EXTRACTED DATA:
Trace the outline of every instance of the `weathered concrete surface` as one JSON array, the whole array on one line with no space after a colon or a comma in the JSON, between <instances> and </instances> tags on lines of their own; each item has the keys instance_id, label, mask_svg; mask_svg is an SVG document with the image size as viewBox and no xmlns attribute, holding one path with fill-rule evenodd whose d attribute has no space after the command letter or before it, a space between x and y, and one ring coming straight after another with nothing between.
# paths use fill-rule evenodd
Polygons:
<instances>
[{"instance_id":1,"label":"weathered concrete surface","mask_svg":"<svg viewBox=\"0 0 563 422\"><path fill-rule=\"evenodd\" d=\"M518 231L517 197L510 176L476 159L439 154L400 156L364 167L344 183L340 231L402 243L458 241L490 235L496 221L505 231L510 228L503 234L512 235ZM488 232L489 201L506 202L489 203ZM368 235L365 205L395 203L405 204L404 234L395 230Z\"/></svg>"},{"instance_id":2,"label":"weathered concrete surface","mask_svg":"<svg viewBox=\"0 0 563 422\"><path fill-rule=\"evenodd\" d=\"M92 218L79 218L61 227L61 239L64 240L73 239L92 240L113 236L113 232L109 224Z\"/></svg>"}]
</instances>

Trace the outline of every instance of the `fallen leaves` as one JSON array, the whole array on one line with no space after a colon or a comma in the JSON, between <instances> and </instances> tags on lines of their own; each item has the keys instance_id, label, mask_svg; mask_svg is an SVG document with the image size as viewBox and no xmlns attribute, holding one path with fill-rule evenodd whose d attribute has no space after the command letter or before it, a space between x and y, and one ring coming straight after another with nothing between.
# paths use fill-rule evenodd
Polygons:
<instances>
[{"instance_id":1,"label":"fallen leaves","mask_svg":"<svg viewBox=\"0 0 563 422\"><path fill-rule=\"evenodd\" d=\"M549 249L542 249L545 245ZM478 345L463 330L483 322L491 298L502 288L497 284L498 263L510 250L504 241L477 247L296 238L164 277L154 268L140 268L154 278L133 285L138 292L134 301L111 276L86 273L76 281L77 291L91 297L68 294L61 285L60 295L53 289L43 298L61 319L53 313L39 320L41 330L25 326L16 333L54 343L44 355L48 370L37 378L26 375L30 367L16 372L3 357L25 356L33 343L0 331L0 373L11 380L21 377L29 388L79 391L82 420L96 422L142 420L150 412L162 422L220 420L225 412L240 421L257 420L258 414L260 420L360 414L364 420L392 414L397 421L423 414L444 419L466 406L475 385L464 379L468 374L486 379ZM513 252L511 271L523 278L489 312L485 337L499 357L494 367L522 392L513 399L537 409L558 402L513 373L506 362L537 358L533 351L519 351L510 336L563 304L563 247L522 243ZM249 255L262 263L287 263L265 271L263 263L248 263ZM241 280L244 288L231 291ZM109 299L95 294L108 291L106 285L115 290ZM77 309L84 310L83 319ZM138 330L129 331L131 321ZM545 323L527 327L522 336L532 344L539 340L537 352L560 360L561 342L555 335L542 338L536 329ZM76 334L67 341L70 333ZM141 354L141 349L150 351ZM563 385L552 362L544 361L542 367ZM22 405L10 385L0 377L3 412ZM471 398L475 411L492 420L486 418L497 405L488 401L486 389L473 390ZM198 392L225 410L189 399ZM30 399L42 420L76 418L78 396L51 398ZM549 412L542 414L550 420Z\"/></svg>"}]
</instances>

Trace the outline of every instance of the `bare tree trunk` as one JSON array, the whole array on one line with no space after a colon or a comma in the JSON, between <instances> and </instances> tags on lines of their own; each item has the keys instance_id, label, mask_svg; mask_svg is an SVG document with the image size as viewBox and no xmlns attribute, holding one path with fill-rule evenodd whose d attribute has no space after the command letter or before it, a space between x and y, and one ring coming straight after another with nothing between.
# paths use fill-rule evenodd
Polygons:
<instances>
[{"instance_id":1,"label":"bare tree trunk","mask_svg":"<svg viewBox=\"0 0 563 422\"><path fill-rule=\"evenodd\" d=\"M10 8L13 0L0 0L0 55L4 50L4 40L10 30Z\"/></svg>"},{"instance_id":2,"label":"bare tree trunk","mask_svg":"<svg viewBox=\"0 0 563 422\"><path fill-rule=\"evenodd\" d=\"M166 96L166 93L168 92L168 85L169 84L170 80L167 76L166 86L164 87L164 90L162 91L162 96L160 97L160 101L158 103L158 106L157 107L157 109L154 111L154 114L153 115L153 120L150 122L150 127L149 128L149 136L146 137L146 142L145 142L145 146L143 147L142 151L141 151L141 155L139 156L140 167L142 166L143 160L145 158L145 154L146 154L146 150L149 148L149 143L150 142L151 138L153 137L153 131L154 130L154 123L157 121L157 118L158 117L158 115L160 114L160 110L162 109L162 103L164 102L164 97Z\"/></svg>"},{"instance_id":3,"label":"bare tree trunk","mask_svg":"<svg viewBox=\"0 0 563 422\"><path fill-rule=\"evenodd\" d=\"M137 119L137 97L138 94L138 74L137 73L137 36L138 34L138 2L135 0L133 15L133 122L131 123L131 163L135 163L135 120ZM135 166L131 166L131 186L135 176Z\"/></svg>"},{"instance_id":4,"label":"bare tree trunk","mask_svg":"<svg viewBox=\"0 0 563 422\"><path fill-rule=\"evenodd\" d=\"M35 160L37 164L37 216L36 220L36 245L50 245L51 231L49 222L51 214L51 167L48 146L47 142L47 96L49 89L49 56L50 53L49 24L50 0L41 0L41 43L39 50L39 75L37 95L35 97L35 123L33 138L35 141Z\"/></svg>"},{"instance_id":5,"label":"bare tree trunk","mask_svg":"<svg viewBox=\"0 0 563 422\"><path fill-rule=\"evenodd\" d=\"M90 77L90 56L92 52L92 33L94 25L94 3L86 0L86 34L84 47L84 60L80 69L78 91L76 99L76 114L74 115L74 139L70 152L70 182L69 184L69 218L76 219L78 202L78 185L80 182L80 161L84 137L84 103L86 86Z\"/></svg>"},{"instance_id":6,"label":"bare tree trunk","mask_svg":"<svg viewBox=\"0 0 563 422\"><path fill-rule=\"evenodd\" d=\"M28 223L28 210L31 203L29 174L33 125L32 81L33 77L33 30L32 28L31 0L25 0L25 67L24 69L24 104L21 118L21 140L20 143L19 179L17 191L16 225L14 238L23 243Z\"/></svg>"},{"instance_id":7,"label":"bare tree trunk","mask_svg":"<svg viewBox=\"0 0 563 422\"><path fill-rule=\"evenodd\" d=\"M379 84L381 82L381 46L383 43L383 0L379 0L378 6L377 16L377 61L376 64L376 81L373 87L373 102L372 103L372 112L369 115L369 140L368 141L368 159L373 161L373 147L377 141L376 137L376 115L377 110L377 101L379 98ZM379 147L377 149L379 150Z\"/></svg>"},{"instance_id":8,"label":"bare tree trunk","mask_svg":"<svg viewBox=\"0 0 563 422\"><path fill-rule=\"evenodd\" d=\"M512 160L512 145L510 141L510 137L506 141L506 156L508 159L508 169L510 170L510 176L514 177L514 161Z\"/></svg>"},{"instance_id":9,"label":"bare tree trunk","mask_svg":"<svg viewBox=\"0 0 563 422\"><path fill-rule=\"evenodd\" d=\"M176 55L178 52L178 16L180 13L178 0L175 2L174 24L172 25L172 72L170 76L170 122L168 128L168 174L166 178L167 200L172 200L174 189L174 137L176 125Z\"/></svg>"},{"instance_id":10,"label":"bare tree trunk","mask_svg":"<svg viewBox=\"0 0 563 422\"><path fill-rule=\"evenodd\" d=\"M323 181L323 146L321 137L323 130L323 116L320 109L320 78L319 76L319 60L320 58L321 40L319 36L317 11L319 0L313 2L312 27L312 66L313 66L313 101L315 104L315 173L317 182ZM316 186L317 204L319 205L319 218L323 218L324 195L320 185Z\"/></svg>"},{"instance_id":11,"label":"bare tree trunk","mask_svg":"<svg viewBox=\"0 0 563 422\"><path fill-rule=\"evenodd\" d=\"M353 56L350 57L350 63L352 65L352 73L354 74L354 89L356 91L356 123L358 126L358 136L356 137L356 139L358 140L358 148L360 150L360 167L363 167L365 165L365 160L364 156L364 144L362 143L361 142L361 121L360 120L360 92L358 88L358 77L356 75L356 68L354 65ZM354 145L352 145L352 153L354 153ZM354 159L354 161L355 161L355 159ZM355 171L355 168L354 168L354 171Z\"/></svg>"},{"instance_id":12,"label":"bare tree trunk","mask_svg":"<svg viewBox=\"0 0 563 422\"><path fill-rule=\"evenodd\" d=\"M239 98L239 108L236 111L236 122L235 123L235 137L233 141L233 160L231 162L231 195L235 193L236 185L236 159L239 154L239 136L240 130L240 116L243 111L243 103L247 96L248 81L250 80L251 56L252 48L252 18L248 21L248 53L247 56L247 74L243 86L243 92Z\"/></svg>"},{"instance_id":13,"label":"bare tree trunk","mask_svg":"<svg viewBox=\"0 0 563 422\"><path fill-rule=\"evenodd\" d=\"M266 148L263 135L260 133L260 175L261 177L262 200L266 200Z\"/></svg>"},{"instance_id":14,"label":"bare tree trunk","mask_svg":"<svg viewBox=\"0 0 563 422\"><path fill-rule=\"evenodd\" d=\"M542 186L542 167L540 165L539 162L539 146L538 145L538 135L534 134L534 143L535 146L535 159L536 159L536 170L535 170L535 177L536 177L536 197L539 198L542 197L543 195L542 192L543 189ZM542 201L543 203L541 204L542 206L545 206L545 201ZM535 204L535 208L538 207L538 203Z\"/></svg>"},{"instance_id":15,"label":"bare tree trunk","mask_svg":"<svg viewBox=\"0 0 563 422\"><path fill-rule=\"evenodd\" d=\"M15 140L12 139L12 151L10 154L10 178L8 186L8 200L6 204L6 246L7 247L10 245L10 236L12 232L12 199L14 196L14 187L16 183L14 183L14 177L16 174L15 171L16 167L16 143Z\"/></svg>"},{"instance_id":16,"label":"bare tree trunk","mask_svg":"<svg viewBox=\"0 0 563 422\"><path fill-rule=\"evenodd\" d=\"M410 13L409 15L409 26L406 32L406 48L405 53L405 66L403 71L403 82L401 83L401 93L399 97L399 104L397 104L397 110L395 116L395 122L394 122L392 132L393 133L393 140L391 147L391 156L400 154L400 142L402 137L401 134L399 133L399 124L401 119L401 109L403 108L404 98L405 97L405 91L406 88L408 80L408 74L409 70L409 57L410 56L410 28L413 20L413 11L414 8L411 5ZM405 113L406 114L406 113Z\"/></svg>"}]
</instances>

GIVEN EXERCISE:
Pick out each line in the items above that contains the word "surface", and treat uppercase and lowercase letters as different.

EXERCISE OUTPUT:
Trace the outline of every instance of the `weathered concrete surface` as one JSON array, the whole array on one line with no space after a colon or a comma in the JSON, between <instances> and </instances> tags on lines of their own; each item has the keys instance_id, label, mask_svg; mask_svg is an SVG document with the image size as viewBox and no xmlns attribute, holding one path with fill-rule evenodd whose d attribute has no space after the command letter or before it, a space between x and y, and one ring coming straight after another with nothing between.
[{"instance_id":1,"label":"weathered concrete surface","mask_svg":"<svg viewBox=\"0 0 563 422\"><path fill-rule=\"evenodd\" d=\"M518 231L517 197L510 176L476 159L439 154L400 156L364 167L344 183L340 231L402 243L458 241L490 235L496 221L505 231L510 228L503 234L512 235ZM488 232L489 201L506 202L489 203ZM368 235L365 205L395 203L405 204L404 234L395 230Z\"/></svg>"},{"instance_id":2,"label":"weathered concrete surface","mask_svg":"<svg viewBox=\"0 0 563 422\"><path fill-rule=\"evenodd\" d=\"M92 218L79 218L61 227L61 239L64 240L73 239L92 240L113 236L113 232L109 224Z\"/></svg>"}]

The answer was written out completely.